AIM OF THE TASK —
Put each line of the entries below into a numbered list, and skip any blank lines.

# # # #

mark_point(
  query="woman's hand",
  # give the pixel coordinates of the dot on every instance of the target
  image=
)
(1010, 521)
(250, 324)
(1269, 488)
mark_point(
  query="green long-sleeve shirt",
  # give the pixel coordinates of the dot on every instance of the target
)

# # # #

WRITTEN ANSWER —
1. mark_point(
2.   query="woman's hand",
3.   # give the pixel coordinates of the dot on every instance of the target
4.   image=
5. )
6. (1010, 521)
7. (250, 324)
8. (1269, 488)
9. mark_point(
10.   query="green long-sleeve shirt",
11.   # give the pixel coordinates of the dot on every instance of the target
12. )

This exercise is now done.